[Natural language region descriptions]
************
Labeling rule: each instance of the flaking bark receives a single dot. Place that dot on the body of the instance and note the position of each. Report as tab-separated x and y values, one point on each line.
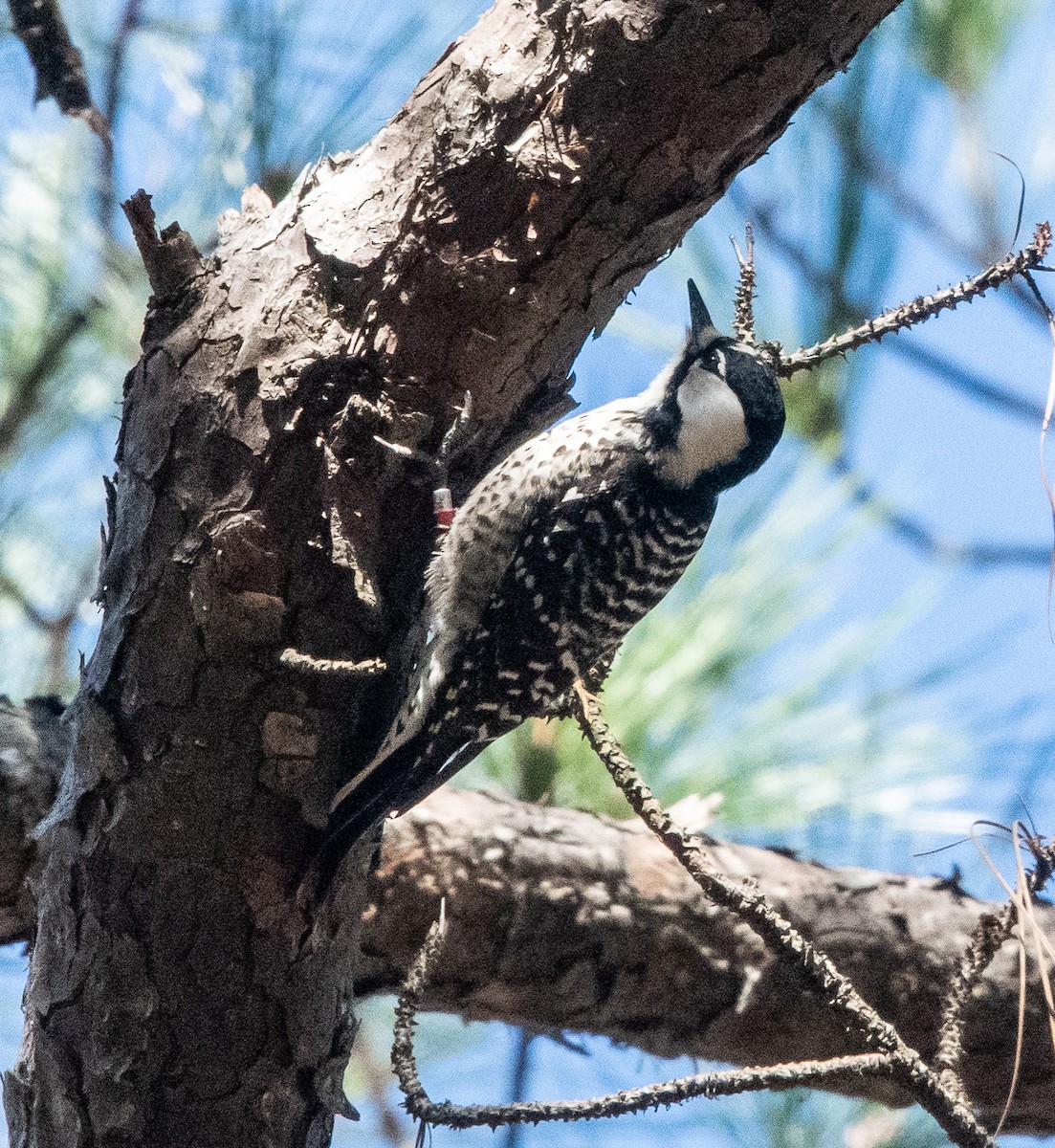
179	992
561	921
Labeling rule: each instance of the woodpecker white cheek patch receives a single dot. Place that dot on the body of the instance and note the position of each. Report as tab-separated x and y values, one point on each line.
713	430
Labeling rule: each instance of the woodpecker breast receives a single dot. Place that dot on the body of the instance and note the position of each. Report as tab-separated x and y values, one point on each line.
558	551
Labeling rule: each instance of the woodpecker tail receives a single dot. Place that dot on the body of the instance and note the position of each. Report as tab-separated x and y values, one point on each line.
394	784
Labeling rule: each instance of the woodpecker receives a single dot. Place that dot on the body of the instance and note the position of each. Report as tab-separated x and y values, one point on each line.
557	552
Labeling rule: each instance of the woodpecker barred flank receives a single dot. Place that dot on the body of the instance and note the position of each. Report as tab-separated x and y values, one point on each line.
557	552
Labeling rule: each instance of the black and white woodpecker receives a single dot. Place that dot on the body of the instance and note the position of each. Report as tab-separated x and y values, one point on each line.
557	552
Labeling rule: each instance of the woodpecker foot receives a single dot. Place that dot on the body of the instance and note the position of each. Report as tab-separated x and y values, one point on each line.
337	667
452	443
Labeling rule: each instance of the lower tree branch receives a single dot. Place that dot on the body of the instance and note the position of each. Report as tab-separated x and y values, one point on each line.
561	921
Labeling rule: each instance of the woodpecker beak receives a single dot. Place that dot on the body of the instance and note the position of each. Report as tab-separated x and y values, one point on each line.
704	331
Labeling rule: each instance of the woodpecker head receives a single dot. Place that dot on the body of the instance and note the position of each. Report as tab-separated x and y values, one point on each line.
716	411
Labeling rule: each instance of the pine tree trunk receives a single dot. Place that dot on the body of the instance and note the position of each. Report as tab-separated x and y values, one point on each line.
181	993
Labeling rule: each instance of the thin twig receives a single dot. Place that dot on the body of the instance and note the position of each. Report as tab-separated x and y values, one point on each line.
743	307
723	1083
922	308
57	63
813	967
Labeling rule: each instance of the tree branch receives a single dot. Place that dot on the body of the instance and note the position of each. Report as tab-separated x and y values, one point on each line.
565	921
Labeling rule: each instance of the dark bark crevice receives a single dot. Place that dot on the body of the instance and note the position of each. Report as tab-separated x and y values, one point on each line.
179	990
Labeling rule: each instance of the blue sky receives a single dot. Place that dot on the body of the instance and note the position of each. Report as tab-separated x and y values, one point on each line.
967	471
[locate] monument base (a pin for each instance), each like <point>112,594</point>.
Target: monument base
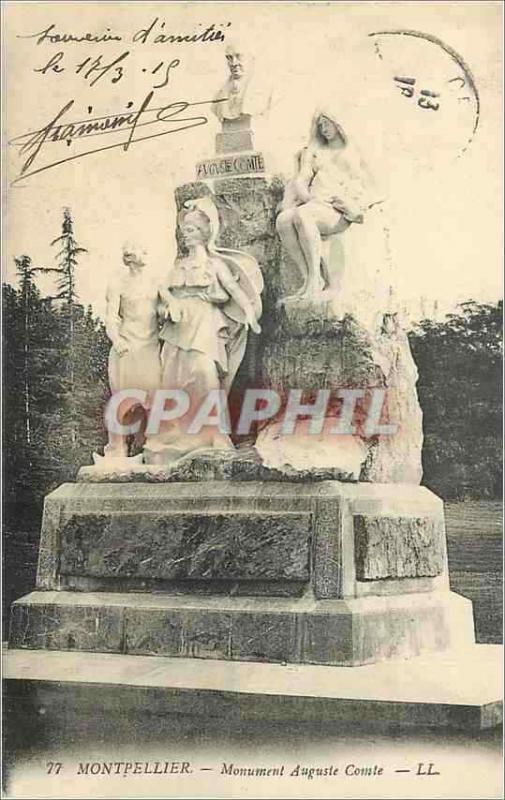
<point>459,689</point>
<point>302,630</point>
<point>326,572</point>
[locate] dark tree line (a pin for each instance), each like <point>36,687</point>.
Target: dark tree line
<point>460,381</point>
<point>55,379</point>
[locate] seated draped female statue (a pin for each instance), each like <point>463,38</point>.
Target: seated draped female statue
<point>327,194</point>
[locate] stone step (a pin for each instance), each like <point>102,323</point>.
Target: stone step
<point>296,630</point>
<point>460,689</point>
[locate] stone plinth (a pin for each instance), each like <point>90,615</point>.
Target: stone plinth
<point>322,573</point>
<point>458,689</point>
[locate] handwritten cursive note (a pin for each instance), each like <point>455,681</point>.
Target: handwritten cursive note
<point>70,125</point>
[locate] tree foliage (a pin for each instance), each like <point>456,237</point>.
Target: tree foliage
<point>460,376</point>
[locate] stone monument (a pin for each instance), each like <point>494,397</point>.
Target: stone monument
<point>235,105</point>
<point>303,548</point>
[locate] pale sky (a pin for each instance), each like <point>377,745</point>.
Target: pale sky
<point>445,212</point>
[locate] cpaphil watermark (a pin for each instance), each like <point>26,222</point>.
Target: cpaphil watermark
<point>342,412</point>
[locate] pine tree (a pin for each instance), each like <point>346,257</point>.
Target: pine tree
<point>66,284</point>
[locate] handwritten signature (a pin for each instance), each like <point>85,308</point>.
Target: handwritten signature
<point>59,130</point>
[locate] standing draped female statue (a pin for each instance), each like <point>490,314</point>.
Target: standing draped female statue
<point>212,298</point>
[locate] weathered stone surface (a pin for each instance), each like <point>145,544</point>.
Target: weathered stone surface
<point>351,631</point>
<point>244,464</point>
<point>397,547</point>
<point>67,627</point>
<point>236,538</point>
<point>271,637</point>
<point>171,545</point>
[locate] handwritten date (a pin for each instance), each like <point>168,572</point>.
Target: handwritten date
<point>94,69</point>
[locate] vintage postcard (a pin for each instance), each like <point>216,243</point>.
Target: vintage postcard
<point>252,418</point>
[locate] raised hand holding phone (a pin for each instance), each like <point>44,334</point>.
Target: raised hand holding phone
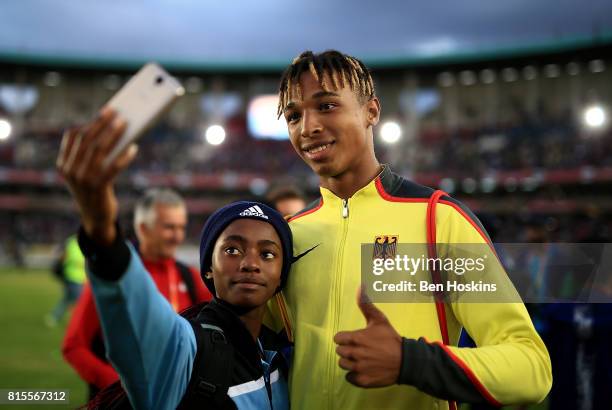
<point>141,101</point>
<point>92,156</point>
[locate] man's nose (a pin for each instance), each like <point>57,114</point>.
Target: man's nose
<point>311,124</point>
<point>250,262</point>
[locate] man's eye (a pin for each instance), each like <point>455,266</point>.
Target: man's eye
<point>292,117</point>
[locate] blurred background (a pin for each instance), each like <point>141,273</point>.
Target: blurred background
<point>505,106</point>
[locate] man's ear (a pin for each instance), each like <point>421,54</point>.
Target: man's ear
<point>373,111</point>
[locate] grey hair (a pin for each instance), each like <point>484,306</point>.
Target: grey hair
<point>144,211</point>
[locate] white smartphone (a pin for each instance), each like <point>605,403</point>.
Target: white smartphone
<point>141,101</point>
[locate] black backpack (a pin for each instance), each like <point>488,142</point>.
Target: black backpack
<point>210,377</point>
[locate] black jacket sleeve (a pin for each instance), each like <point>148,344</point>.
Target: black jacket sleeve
<point>429,368</point>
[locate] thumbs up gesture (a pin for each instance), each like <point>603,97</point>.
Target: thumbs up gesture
<point>371,355</point>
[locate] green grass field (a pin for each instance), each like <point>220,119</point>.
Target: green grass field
<point>30,356</point>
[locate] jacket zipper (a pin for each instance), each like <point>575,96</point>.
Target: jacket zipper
<point>337,299</point>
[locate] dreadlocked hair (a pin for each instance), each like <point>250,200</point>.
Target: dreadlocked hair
<point>343,70</point>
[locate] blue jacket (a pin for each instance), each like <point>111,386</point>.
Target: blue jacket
<point>153,348</point>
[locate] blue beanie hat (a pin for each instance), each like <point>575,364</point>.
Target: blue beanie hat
<point>224,216</point>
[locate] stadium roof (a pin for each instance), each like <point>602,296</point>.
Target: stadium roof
<point>266,34</point>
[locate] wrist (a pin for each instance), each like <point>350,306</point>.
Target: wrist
<point>103,234</point>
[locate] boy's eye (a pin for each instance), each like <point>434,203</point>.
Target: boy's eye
<point>232,250</point>
<point>292,117</point>
<point>268,255</point>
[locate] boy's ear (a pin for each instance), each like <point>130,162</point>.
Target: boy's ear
<point>373,111</point>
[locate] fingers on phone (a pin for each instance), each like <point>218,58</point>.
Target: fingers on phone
<point>83,149</point>
<point>65,147</point>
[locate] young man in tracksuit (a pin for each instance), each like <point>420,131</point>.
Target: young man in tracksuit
<point>342,346</point>
<point>160,218</point>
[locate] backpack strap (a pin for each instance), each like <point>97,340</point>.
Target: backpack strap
<point>435,273</point>
<point>187,277</point>
<point>212,370</point>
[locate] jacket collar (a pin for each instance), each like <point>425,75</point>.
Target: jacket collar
<point>368,191</point>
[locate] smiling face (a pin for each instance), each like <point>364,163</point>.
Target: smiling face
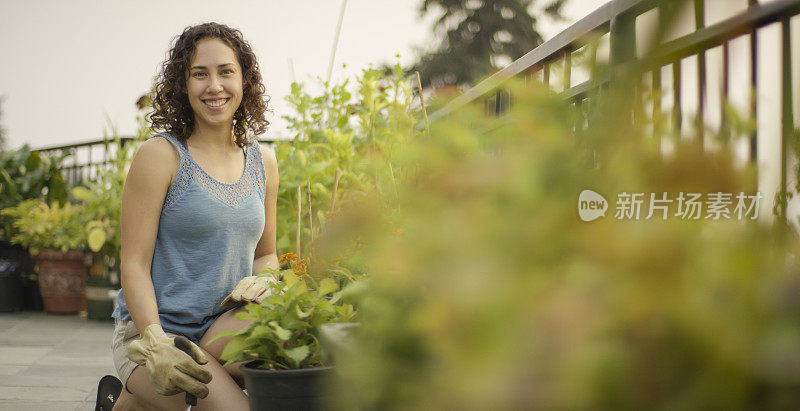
************
• Problem requirements: Reproduce all the entries that precede this task, word for word, minus any pictures.

• Task answer:
Labeling rule: each instance of the flaking bark receives a single dot. Place that dot on the body of the instance and note the position of each. Report as tab-separated x and y values, one point on each line.
179	992
561	921
Labeling rule: each instance of the woodpecker white cheek patch receives a single dot. Place that dot on the body of the instance and note the position of each. Report as tab-separated x and y values, one point on each line.
713	430
Labeling rule: each instance of the woodpecker breast receives a single dot. Place that dot on the body of the instance and note the position of each. Report as tab-separated x and y values, one point on each line.
558	551
Labeling rule: each instance of the woodpecker tail receives a single dot. Place that dot on the body of the instance and note the position of each. Report as tab-separated x and y values, one point on each line.
394	784
Labeling rule: each instance of the woodpecker receives a single dot. Place that dot on the body of the instance and note the position of each. Report as tab-separated x and y values, one point on each line.
557	552
Labeling rule: each instance of the woodpecker barred flank receives a single dot. Place that dot on the body of the instance and note the position of each. Report as tab-separated x and y values, one point on each line.
557	552
Labeling rule: each instance of the black and white woodpecker receives a single dot. Place that dot on the body of the instance and note the position of each. Report as tab-separated x and y values, one point on each line.
557	552
Labeling rule: each instance of the woodpecker foot receives a single dot. Place that dot on the body of the instance and note the position of each. Report as tab-separated x and y values, one point on each line.
337	667
452	443
Labeling rule: each instance of the lower tree branch receives a single dot. Place that dot on the body of the instance and note the position of each. Report as tab-separated x and y values, one point on each line.
561	921
Labeling rule: each instance of the woodpecker beak receives a single dot. Place that dot on the body of the instance and note the position of each. Report as tab-separated x and y values, one point on each line.
704	331
Labeling rule: each instance of the woodpecker head receives a single dot. Place that dot on the body of the instance and note the position of each. Report as tab-separated x and y values, one point on each line.
716	411
Labeling rule: each instance of the pine tree trunk receives a single dot. Place that dot on the body of the instance and note the position of each. Report as tab-separated x and y values, one point on each line.
181	993
Labeling rule: each instance of the thin twig receives a single dot. Place that dot on the body of the instance and note the position of each. Report as tab-separated x and y values, one point on each line.
743	307
723	1083
922	308
57	63
813	967
Labeling rule: each instance of the tree branch receives a single dot. Place that dot on the body of the instance and note the position of each. Report as tab-separated x and y values, one point on each line.
565	921
Labeling rule: each instance of the dark bark crevice receives a single dot. Place that dot on the body of the instance and note the position of each. Report as tab-separated x and y values, one point on each line.
179	990
Labeling rule: each instance of the blue sky receives a single dot. Place that dot on the body of the instance and note the position of each. Report as tab-separated x and y values, one point on each line.
967	471
[locate] monument base (a pin for each instance), each like <point>112,594</point>.
Target: monument base
<point>459,689</point>
<point>302,630</point>
<point>326,572</point>
[locate] dark tree line (a pin for each instance), each like <point>36,687</point>.
Target: dark tree line
<point>460,381</point>
<point>55,379</point>
[locate] seated draped female statue (a pin for each instance), each like <point>463,38</point>.
Target: seated draped female statue
<point>327,194</point>
[locate] stone step (a pin for each instance), each like <point>102,323</point>.
Target: stone step
<point>296,630</point>
<point>460,689</point>
[locate] stone plinth (a pin for each instance), each like <point>90,615</point>.
Target: stone plinth
<point>322,573</point>
<point>458,689</point>
[locate] handwritten cursive note (a pin for each instance), each like <point>455,681</point>.
Target: handwritten cursive note
<point>70,125</point>
[locate] tree foliage (a pin for each instance), each like <point>456,237</point>.
Target: tree foliage
<point>460,376</point>
[locate] stone monument (a pin for each instance), each like <point>494,397</point>.
Target: stone monument
<point>235,105</point>
<point>303,548</point>
[locate] pale sky (a pin for each instance), each like <point>377,745</point>.
Target: pale sky
<point>445,212</point>
[locate] cpaphil watermark (a pin for each instance), each like <point>26,222</point>.
Target: cpaphil watermark
<point>342,412</point>
[locate] pine tree (a pin for each instance), each like <point>346,257</point>.
Target: pine tree
<point>66,284</point>
[locate] handwritten signature (a pin for each instance), each like <point>85,308</point>.
Target: handwritten signature
<point>59,130</point>
[locate] standing draped female statue (a pin for each instance), each like <point>490,314</point>.
Target: standing draped female statue
<point>212,298</point>
[locate] weathered stone surface (a pin for each instance), each like <point>145,544</point>.
Target: weathered stone surface
<point>351,631</point>
<point>244,464</point>
<point>397,547</point>
<point>67,627</point>
<point>236,538</point>
<point>271,637</point>
<point>171,545</point>
[locate] handwritten date (a pin for each instance), each like <point>168,572</point>.
Target: handwritten date
<point>94,69</point>
[locate] vintage postcard (a pin for each instance), each like <point>216,243</point>.
Target: vintage postcard
<point>252,418</point>
[locate] raised hand holding phone (a pin for each instance), each like <point>44,334</point>.
Target: raised hand holding phone
<point>141,101</point>
<point>92,156</point>
[locate] man's nose (a pin for each instance), each like <point>57,114</point>.
Target: man's nose
<point>311,124</point>
<point>250,262</point>
[locate] man's eye (a pin for each instance), each like <point>455,266</point>.
Target: man's eye
<point>292,117</point>
[locate] blurred background (a pin for each instance), each like <point>141,273</point>.
Target: blurred background
<point>505,106</point>
[locate] man's ear (a pin for each instance), each like <point>421,54</point>.
Target: man's ear
<point>373,111</point>
[locate] grey hair (a pin for each instance), each like <point>484,306</point>.
Target: grey hair
<point>144,211</point>
[locate] white smartphone (a pin for each instance), each like <point>605,403</point>.
Target: white smartphone
<point>141,101</point>
[locate] black backpack (a pin for each instance), each like <point>488,142</point>.
Target: black backpack
<point>210,377</point>
[locate] black jacket sleeve (a pin for each instance), each like <point>148,344</point>.
Target: black jacket sleeve
<point>429,368</point>
[locate] thumbs up gesture (a pin for each instance), each like <point>603,97</point>.
Target: thumbs up gesture
<point>371,355</point>
[locate] green grass field (a pin for each instance), each like <point>220,119</point>.
Target: green grass field
<point>30,356</point>
[locate] jacket zipper (a pin for each instance), each like <point>575,96</point>.
Target: jacket zipper
<point>337,299</point>
[locate] dreadlocked hair (a pin for each instance), each like <point>250,200</point>.
Target: dreadlocked hair
<point>343,70</point>
[locate] blue jacket (a pin for each instance), each like <point>111,386</point>.
Target: blue jacket
<point>153,348</point>
[locate] blue beanie hat (a pin for each instance), each like <point>575,364</point>.
Target: blue beanie hat
<point>224,216</point>
[locate] stadium roof (a pin for each instance), each like <point>602,296</point>.
Target: stadium roof
<point>266,34</point>
[locate] wrist (a pin for each instance), each like <point>350,306</point>.
Target: wrist
<point>103,234</point>
[locate] boy's eye (a pin for each instance), each like <point>434,203</point>.
Target: boy's eye
<point>232,250</point>
<point>292,117</point>
<point>268,255</point>
[locate] boy's ear (a pin for each instance), each like <point>130,162</point>.
Target: boy's ear
<point>373,111</point>
[locate] fingers on phone (a pin for each instance), each like <point>218,58</point>.
Target: fingers on phone
<point>83,149</point>
<point>65,147</point>
[locate] young man in tracksuit (a pin for each instance), each like <point>420,131</point>.
Target: young man in tracksuit
<point>342,346</point>
<point>160,218</point>
[locate] backpack strap (a pin for each instance), each like <point>97,340</point>.
Target: backpack strap
<point>435,273</point>
<point>187,277</point>
<point>212,370</point>
[locate] jacket collar (a pin for each instance), each like <point>425,75</point>.
Target: jacket collar
<point>368,191</point>
[locate] smiling face (a pin for each instance), each like <point>364,163</point>.
Target: smiling face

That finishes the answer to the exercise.